_SUPPLIED PASSAGE_
2. How can I figure out what this is going to be like for me if every single circumstance has had different symptoms.
3. I thought it was mostly supposed to be in the same place so why does this seem like 3 different places? Also, the spot on my butt if it’s hsv2 is this just a place where it can show up or did I spread it there?
4. If this is a spot on my butt does this mean that I can shed there? I’m so terrified of spreading this to my family. The spot on my butt is in a place that could be potentially touched by someone as it’s on the top and wouldn’t maybe be covered by s bathing suit. If I’m holding my niece on my hips and her legs happen to rub against that part of my butt and I’m shedding could I pass it to her.
5. I went 10 months between these outbreaks and I’m hoping that I won’t have to deal with this often but I’m not understanding why all of the sudden for 3 weeks I’m having something new pop up each week. I’m so scared that this is going to be my new normal. I just want to feel like me again and comfortable in my own skin and for the last three weeks all I’ve felt is uncomfortable in my skin.
I’d appreciate any help that someone who has been through this can help. I feel hopeless
I’ve been taking everyday
b. Vitamin c
c. Vitamin d
have periodically used coconut oil, lavender, rosemary, and have taken lysine a handful of times.
Recently had my first big outbreak (I had a scare of what I thought could have been one last month but even though I got swabbed asap tested it came back negative). After about a week into the outbreak on my genitals I then had an oral outbreak (never had a cold sore before at least to my awareness). While I am on antivirals (taken the day the cold sore showed and the genitals have started clearing this oral one just seems to be getting worse. The nurse said it was likely HSV-2 but I am still waiting for my results. Does anyone have any recommendations on how to cope with this oral outbreak? I am currently staying at my boyfriends' house and am worried it will travel from inner lip/mouth to be more visible, the idea of his parents seeing it fills me with dread.
Also, any good websites/blogs/youtubers to follow to give me a little more hope to this all.

_MATERIAL PROVIDED_
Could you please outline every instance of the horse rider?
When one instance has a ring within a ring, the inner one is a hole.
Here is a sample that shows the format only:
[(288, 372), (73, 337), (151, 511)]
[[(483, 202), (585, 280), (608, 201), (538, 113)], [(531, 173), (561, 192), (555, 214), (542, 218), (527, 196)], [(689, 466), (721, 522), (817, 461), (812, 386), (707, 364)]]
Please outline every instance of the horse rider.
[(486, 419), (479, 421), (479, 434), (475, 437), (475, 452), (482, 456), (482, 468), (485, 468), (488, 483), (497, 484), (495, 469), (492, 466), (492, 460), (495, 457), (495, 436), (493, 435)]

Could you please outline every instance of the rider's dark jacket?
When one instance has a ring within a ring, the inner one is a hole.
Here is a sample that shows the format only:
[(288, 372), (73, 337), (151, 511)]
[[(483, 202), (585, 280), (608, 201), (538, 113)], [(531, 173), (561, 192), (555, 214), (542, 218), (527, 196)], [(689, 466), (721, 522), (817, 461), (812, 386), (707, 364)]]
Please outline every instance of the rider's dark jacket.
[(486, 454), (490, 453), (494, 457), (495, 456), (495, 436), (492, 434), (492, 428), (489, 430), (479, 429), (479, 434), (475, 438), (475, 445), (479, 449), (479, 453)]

_ASSIGNMENT 1_
Using the herpes posts, decide whether each statement agrees with them, answering yes or no and quoting the deciding words: (a) One writer went 10 months between outbreaks. (b) A swab from last month came back positive. (c) The nurse said the oral outbreak was likely HSV-1.
_ASSIGNMENT 2_
Extend the herpes posts from their last sentence.
The records aren't needed for anything here.

_WRITTEN REPLY 1_
(a) Yes: "I went 10 months between these outbreaks"
(b) No: "even though I got swabbed asap tested it came back negative"
(c) No: "The nurse said it was likely HSV-2"

_WRITTEN REPLY 2_
I was just diagnosed with HSV 1 and this was the first time I had been tested for it. I am not sure how long I’ve had it and now I’m feeling a lot of stress and anxiety. A lot of my friends have had cold sores before and I know they’re super common but I am so afraid of passing it to someone else with an unknown outbreak. I know that HSV 1 can be oral or genital but is most commonly oral. I don’t think I’ve had an outbreak yet because I figured it would be easy to recall. I’ve had a small fluid filled bump above my lip for a month or so that at one point I picked off and it grew back. It hasn’t bursted and doesn’t hurt at all. I’m not sure if this is my first outbreak or if it’s just something else. Is there any kind of medication I can take to lower the chances of spreading it to another person?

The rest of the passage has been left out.